● **SET TASK**
Pull out every line in the records below that contains the word "outline", and copy each one in full.

● **ROWS**
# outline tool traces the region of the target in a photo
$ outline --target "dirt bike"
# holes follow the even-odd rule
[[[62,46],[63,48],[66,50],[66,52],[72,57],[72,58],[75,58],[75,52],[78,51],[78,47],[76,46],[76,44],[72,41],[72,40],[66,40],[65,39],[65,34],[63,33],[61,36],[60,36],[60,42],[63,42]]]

--

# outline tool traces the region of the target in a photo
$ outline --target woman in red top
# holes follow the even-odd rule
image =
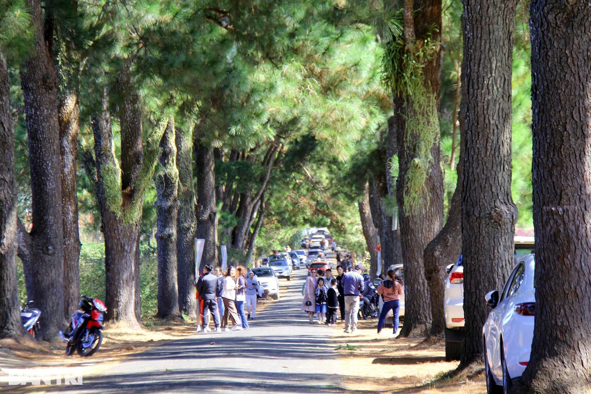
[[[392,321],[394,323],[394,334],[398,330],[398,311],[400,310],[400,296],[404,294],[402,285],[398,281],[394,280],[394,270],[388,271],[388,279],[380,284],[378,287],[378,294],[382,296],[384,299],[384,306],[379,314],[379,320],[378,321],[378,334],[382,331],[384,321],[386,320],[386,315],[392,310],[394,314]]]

● **COMPLETED EXERCISE**
# outline tool traces the region of the target in a photo
$ outline --target "dirt bike"
# outline tool traces the region of the target in a photo
$ outline --target woman in red top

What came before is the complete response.